— Objective —
Edit the lines from the one containing "Would you be able to point out the man's dark" through the last of the lines, replacing "man's" with "person's" and leaving all other text unchanged. Output only those edited lines.
- - - - -
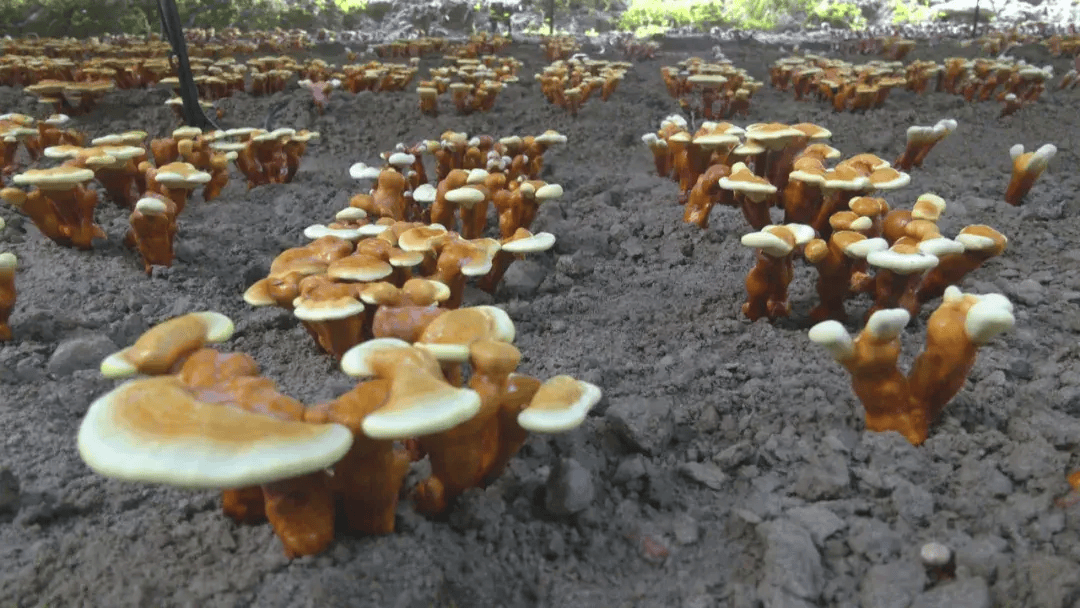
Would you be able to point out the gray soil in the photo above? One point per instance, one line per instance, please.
(726, 465)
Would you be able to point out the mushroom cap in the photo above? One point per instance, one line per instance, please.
(180, 175)
(466, 196)
(449, 336)
(360, 268)
(530, 244)
(421, 402)
(424, 193)
(159, 430)
(561, 404)
(742, 179)
(157, 350)
(981, 238)
(902, 259)
(335, 309)
(773, 135)
(361, 171)
(149, 205)
(940, 246)
(861, 248)
(548, 192)
(62, 177)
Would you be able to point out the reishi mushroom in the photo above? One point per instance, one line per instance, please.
(910, 404)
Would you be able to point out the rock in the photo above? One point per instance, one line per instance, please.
(892, 585)
(825, 476)
(706, 474)
(644, 423)
(792, 572)
(569, 488)
(820, 522)
(523, 279)
(962, 593)
(9, 490)
(81, 352)
(874, 540)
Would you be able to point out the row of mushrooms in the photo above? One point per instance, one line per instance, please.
(204, 419)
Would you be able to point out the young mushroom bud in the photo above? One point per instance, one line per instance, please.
(163, 348)
(767, 282)
(1027, 167)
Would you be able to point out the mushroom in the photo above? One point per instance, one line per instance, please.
(423, 402)
(281, 286)
(955, 332)
(977, 244)
(9, 264)
(1027, 167)
(767, 282)
(520, 243)
(461, 456)
(836, 260)
(59, 205)
(159, 430)
(153, 228)
(163, 348)
(752, 192)
(706, 193)
(332, 312)
(900, 272)
(920, 140)
(176, 180)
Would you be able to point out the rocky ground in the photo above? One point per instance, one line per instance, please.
(728, 462)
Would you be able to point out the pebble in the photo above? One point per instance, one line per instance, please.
(569, 488)
(81, 352)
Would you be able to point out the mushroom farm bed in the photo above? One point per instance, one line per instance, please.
(728, 462)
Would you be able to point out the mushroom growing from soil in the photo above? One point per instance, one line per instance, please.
(910, 404)
(59, 205)
(753, 194)
(161, 430)
(977, 244)
(1027, 167)
(9, 264)
(767, 282)
(153, 228)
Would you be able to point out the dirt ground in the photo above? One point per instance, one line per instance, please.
(726, 465)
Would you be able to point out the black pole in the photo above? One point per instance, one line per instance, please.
(193, 115)
(974, 22)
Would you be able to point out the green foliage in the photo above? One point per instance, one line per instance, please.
(910, 11)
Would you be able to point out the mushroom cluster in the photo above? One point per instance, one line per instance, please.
(710, 90)
(201, 418)
(909, 403)
(473, 83)
(858, 88)
(570, 83)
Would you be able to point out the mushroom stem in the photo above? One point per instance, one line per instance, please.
(8, 295)
(369, 476)
(301, 512)
(1027, 167)
(955, 330)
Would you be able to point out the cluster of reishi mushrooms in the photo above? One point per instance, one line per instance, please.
(473, 83)
(712, 91)
(412, 243)
(153, 180)
(570, 83)
(275, 459)
(860, 88)
(859, 244)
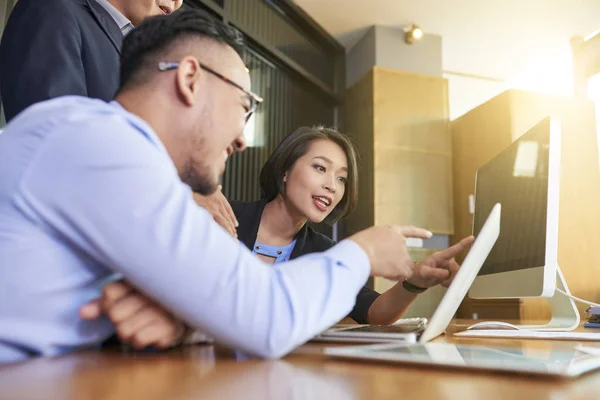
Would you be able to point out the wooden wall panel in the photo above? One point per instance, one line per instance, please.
(359, 126)
(413, 180)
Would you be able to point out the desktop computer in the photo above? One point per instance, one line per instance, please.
(525, 179)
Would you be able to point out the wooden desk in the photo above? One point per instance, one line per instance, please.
(202, 372)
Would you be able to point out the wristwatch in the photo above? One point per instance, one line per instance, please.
(409, 287)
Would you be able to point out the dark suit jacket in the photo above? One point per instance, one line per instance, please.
(307, 241)
(52, 48)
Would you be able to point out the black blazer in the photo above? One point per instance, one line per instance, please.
(307, 241)
(52, 48)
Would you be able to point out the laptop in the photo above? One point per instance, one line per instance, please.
(419, 332)
(556, 362)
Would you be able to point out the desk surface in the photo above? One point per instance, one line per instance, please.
(204, 372)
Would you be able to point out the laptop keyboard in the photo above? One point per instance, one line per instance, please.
(403, 328)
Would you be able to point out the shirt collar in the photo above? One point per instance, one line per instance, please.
(124, 24)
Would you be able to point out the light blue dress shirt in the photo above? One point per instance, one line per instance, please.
(88, 190)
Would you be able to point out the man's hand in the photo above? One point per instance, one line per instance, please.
(137, 319)
(220, 209)
(387, 251)
(440, 267)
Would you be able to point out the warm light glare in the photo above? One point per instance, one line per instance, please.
(593, 91)
(552, 75)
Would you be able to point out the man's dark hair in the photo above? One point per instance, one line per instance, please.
(152, 39)
(294, 146)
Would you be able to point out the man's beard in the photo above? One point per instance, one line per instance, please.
- - - - -
— Exercise result —
Would you be able to point out the person's dark hair in the photo above? One point per instance, one line per instance, please.
(152, 39)
(294, 146)
Would you be able to point out the person's beard in the photo above? One point per instance, one line per instance, please.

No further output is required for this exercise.